» YOUR GOAL
Please repeat each line of the data exactly, with nothing left out.

» DATASET
====

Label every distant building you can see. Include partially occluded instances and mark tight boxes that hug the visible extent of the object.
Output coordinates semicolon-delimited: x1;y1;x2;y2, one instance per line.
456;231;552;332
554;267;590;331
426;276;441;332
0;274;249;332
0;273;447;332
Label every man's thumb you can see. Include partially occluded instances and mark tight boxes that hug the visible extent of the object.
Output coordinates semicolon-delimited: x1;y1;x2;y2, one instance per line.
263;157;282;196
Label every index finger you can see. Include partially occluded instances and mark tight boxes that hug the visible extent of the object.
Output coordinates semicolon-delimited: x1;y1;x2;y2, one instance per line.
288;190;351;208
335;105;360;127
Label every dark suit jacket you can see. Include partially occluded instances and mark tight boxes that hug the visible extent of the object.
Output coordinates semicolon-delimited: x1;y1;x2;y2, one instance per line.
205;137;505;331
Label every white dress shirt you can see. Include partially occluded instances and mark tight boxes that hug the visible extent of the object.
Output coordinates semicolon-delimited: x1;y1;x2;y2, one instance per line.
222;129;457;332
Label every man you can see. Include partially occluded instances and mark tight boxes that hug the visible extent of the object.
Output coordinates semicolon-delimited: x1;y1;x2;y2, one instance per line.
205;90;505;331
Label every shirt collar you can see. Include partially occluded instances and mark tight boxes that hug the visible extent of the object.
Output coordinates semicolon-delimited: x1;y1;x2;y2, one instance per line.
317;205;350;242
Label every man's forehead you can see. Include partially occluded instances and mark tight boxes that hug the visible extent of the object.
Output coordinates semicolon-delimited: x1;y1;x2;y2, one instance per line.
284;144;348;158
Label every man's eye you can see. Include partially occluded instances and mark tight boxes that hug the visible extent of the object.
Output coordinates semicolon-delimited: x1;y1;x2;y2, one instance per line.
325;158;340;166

====

» RESPONSE TO THE EXERCISE
Label every distant building you can see. Include partially occluded instances and mark tight boxes that hug the visible extent of the object.
Output coordinates semicolon-delimited: x1;y1;x2;y2, one instance per line.
456;231;552;332
554;267;590;331
426;276;441;332
0;274;249;332
0;273;447;332
Label every man's thumb you can see. Include partially occluded instances and mark tight boxes that hug the visible extent of the object.
Output coordinates semicolon-delimited: x1;y1;x2;y2, one instance per line.
263;157;282;196
Label every index finger you can see. Include partially occluded instances and mark tight boxes that hug the visible extent of the object.
Output coordinates semicolon-delimited: x1;y1;x2;y2, one instance per line.
288;190;351;208
335;105;360;127
Label every dark suit jacket you can see. Include partially occluded instances and mark tight boxes that hug the visible extent of the object.
Output coordinates semicolon-delimited: x1;y1;x2;y2, one instance per line.
205;137;505;331
Label every white dress shirt you can see. Include partially occluded instances and mark tight boxes that hug the visible extent of the object.
Output coordinates semicolon-delimited: x1;y1;x2;y2, one instance per line.
222;129;457;332
Label every man you can see. Include partially occluded instances and mark tight boxes that hug the visible extent of the object.
Output coordinates semicolon-delimited: x1;y1;x2;y2, one instance per line.
205;90;505;331
Label every shirt collar you can see. Include partially occluded instances and mark tight boxes that hug the visible extent of the object.
Output coordinates semicolon-delimited: x1;y1;x2;y2, one instance per line.
317;205;350;242
Label every man's forehead you can see. Include partially occluded instances and mark tight boxes that hug the visible extent of the object.
Output coordinates semicolon-delimited: x1;y1;x2;y2, one instance per line.
284;144;348;158
Label every man's eye you can see. Include partially occluded instances and mark tight boxes that hug the visible extent of the object.
Output coordinates semicolon-delimited: x1;y1;x2;y2, one instance per line.
325;158;340;166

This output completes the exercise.